## Texto da página
O TEMPO NA FÍSICA
Henrique Fleming

O TEMPO NA FÍSICA

Henrique Fleming

Neste artigo, destinado a leitores não-especialistas, mas afeitos ao
pensamento teórico, pretendemos descrever as contribuições da física, em
especial da física deste século, à elucidação da natureza do tempo e de
suas relações com outros conceitos fundamentais usados na ciência. O
tempo de que vamos falar não é nenhuma construção especial da física
moderna, mas é o tempo mesmo, de domínio público, e sobre o qual se
manifestaram muitos filósofos importantes, dois dos quais, Santo
Agostinho e Kant, exerceram e exercem grande influência sobre os físicos
mais indagadores. Kant, por sua origem, nos está mais próximo, em suas
considerações sobre o tempo (nas Antinomias, por exemplo). Mas mesmo
filósofos deliberadamente distantes da ciência, como Benedetto Croce,
influem sobre a conceituação do tempo na física, ou iluminam a
interpretação daquilo que a estrutura formal das teorias nos propõe ou
impõe. Pois o que é um resultado importante na física? A resposta
esperada, de que importante é o resultado que encontra aplicação na vida
prática, é correta, mas aborda só um lado da questão e nem mesmo o mais
importante. Em 1957, Chen Ning Yang e Tsung Dao Lee receberam o prêmio
Nobel de física pela descoberta de que a natureza permite que se defina
a mão esquerda de maneira absoluta (ou seja, sem ser por comparação com
uma mão direita). Nenhum prêmio Nobel de física foi considerado tão
importante quanto este, desde então. As aplicações práticas (dentro da
física) da descoberta de Yang e Lee foram surgindo com o tempo, na
teoria dos neutrinos, nas modernas teorias de grande unificação, etc.

## Tarefa
Redigite o texto sobre o tempo na física inteiro, sem mudar nada. Os itens não têm nenhuma relação com isto.

## Dados fornecidos
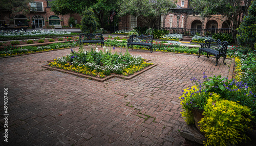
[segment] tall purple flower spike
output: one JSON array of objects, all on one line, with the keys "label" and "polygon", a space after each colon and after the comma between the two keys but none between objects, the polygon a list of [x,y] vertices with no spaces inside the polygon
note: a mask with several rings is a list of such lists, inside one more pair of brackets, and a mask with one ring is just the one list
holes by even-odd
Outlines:
[{"label": "tall purple flower spike", "polygon": [[74,51],[73,51],[73,50],[72,50],[72,48],[71,48],[70,50],[71,50],[71,52],[72,52],[72,53],[74,53]]}]

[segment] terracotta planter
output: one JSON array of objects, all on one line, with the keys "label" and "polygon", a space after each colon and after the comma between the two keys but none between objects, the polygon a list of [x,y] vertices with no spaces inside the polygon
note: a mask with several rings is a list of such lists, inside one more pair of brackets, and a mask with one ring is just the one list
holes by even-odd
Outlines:
[{"label": "terracotta planter", "polygon": [[195,119],[195,125],[197,127],[197,129],[200,131],[200,127],[198,122],[203,118],[204,116],[202,115],[203,112],[200,111],[198,110],[193,110],[194,113],[194,119]]}]

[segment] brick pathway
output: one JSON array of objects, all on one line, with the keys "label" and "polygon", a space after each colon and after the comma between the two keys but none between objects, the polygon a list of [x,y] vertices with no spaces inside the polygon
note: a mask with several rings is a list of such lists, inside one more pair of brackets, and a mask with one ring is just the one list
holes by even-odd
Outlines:
[{"label": "brick pathway", "polygon": [[185,124],[181,90],[191,85],[190,79],[202,79],[203,72],[227,77],[231,62],[224,65],[221,59],[216,67],[215,58],[130,50],[158,65],[131,80],[104,82],[41,67],[70,52],[0,59],[2,134],[4,87],[9,114],[8,142],[1,136],[2,144],[187,145],[179,132]]}]

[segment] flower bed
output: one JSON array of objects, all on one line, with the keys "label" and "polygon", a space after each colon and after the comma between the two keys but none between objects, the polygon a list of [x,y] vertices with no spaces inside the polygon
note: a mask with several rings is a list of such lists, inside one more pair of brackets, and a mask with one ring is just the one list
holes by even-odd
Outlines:
[{"label": "flower bed", "polygon": [[256,96],[242,81],[218,77],[204,81],[195,78],[196,85],[182,90],[181,112],[187,124],[194,123],[193,111],[203,112],[200,130],[212,145],[236,144],[246,140],[246,132],[256,128]]},{"label": "flower bed", "polygon": [[0,41],[9,40],[20,40],[32,38],[40,38],[45,37],[72,36],[79,35],[79,33],[71,33],[66,30],[62,31],[55,31],[52,29],[50,31],[45,31],[42,30],[34,30],[32,32],[25,32],[23,31],[14,32],[0,32]]},{"label": "flower bed", "polygon": [[104,78],[113,74],[129,76],[154,64],[145,62],[140,56],[130,55],[128,50],[123,54],[121,52],[118,53],[115,47],[111,50],[103,47],[103,51],[97,48],[80,48],[78,52],[71,51],[70,54],[54,59],[49,66]]},{"label": "flower bed", "polygon": [[200,36],[198,36],[198,35],[194,35],[194,36],[192,38],[192,40],[191,41],[193,42],[196,42],[196,43],[204,43],[204,41],[207,39],[212,39],[211,37],[202,37]]}]

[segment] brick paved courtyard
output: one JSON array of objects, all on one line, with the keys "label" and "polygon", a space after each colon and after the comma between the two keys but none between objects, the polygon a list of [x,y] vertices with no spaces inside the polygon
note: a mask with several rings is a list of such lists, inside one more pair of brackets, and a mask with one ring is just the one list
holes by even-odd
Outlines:
[{"label": "brick paved courtyard", "polygon": [[180,113],[181,90],[192,85],[191,78],[202,79],[204,72],[227,77],[231,60],[224,65],[221,59],[216,67],[215,58],[129,52],[158,65],[131,80],[99,82],[41,67],[70,49],[0,59],[2,134],[4,88],[8,88],[9,114],[8,142],[1,136],[1,143],[186,145],[179,132],[185,124]]}]

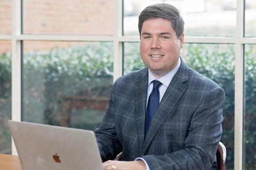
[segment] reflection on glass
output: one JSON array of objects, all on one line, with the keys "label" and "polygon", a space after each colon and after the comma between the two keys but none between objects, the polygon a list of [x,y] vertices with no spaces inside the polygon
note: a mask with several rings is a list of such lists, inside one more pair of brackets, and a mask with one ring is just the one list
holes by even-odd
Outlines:
[{"label": "reflection on glass", "polygon": [[95,130],[113,86],[113,43],[23,43],[22,120]]},{"label": "reflection on glass", "polygon": [[0,1],[0,33],[12,33],[12,1]]},{"label": "reflection on glass", "polygon": [[189,36],[234,37],[236,1],[230,0],[124,0],[124,34],[139,35],[138,16],[146,7],[156,3],[173,5],[185,22]]},{"label": "reflection on glass", "polygon": [[[124,73],[145,66],[140,60],[139,43],[124,43]],[[227,152],[226,168],[234,169],[235,54],[234,45],[185,44],[180,56],[187,64],[211,79],[226,94],[221,142]],[[255,54],[255,53],[254,53]],[[254,56],[255,57],[255,56]],[[256,74],[255,74],[256,75]],[[255,83],[256,84],[256,83]]]},{"label": "reflection on glass", "polygon": [[0,154],[11,154],[12,54],[11,41],[0,41]]},{"label": "reflection on glass", "polygon": [[256,169],[256,45],[245,45],[245,169]]},{"label": "reflection on glass", "polygon": [[23,33],[113,35],[114,1],[23,0]]},{"label": "reflection on glass", "polygon": [[245,36],[256,37],[256,1],[245,0]]}]

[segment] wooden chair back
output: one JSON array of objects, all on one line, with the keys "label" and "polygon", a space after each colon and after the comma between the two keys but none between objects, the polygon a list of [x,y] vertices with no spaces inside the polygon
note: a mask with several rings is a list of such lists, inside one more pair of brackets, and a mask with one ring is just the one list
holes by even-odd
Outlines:
[{"label": "wooden chair back", "polygon": [[[122,160],[122,156],[123,152],[119,154],[114,160]],[[217,158],[218,169],[224,170],[226,165],[226,157],[227,156],[227,151],[226,150],[225,146],[220,142],[218,146],[217,152],[216,153],[216,157]]]}]

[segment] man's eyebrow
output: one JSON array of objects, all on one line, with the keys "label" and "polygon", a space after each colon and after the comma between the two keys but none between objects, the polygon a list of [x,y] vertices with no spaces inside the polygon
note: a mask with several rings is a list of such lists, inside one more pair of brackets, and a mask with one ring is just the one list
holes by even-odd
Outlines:
[{"label": "man's eyebrow", "polygon": [[144,32],[141,33],[142,35],[148,35],[148,36],[151,36],[151,33],[147,32]]},{"label": "man's eyebrow", "polygon": [[[162,35],[171,35],[171,34],[172,33],[170,32],[163,32],[159,33],[158,35],[160,35],[160,36],[162,36]],[[141,35],[142,35],[151,36],[151,33],[150,33],[149,32],[143,32],[141,33]]]},{"label": "man's eyebrow", "polygon": [[161,32],[159,35],[170,35],[172,34],[171,32]]}]

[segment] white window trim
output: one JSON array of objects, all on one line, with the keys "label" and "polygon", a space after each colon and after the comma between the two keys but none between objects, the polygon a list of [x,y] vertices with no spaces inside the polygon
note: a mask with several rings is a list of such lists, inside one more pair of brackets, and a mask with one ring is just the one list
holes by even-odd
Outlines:
[{"label": "white window trim", "polygon": [[[21,35],[21,0],[13,0],[12,35],[0,34],[0,40],[12,41],[12,120],[21,120],[21,42],[23,40],[74,41],[111,41],[114,47],[114,81],[122,75],[124,42],[139,42],[139,36],[122,36],[123,2],[115,0],[114,25],[113,36]],[[186,37],[185,42],[233,44],[235,48],[235,170],[243,169],[243,124],[244,45],[256,44],[256,38],[243,37],[243,0],[237,0],[236,33],[235,37]],[[12,154],[17,155],[12,139]]]}]

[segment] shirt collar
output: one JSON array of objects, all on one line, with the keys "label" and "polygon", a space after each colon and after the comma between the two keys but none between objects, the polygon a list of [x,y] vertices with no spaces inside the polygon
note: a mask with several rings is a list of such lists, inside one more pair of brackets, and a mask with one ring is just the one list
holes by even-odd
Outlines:
[{"label": "shirt collar", "polygon": [[172,70],[171,71],[167,73],[166,74],[164,75],[164,76],[162,76],[160,79],[156,79],[155,76],[152,74],[149,69],[148,69],[148,86],[151,83],[151,82],[155,80],[157,80],[162,83],[164,86],[166,87],[168,87],[169,86],[170,83],[174,76],[175,74],[177,72],[180,66],[180,57],[179,57],[179,62],[177,65],[175,67],[175,68]]}]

## Resposta
O TEMPO NA FÍSICA
Henrique Fleming

O TEMPO NA FÍSICA

Henrique Fleming

Neste artigo, destinado a leitores não-especialistas, mas afeitos ao
pensamento teórico, pretendemos descrever as contribuições da física, em
especial da física deste século, à elucidação da natureza do tempo e de
suas relações com outros conceitos fundamentais usados na ciência. O
tempo de que vamos falar não é nenhuma construção especial da física
moderna, mas é o tempo mesmo, de domínio público, e sobre o qual se
manifestaram muitos filósofos importantes, dois dos quais, Santo
Agostinho e Kant, exerceram e exercem grande influência sobre os físicos
mais indagadores. Kant, por sua origem, nos está mais próximo, em suas
considerações sobre o tempo (nas Antinomias, por exemplo). Mas mesmo
filósofos deliberadamente distantes da ciência, como Benedetto Croce,
influem sobre a conceituação do tempo na física, ou iluminam a
interpretação daquilo que a estrutura formal das teorias nos propõe ou
impõe. Pois o que é um resultado importante na física? A resposta
esperada, de que importante é o resultado que encontra aplicação na vida
prática, é correta, mas aborda só um lado da questão e nem mesmo o mais
importante. Em 1957, Chen Ning Yang e Tsung Dao Lee receberam o prêmio
Nobel de física pela descoberta de que a natureza permite que se defina
a mão esquerda de maneira absoluta (ou seja, sem ser por comparação com
uma mão direita). Nenhum prêmio Nobel de física foi considerado tão
importante quanto este, desde então. As aplicações práticas (dentro da
física) da descoberta de Yang e Lee foram surgindo com o tempo, na
teoria dos neutrinos, nas modernas teorias de grande unificação, etc.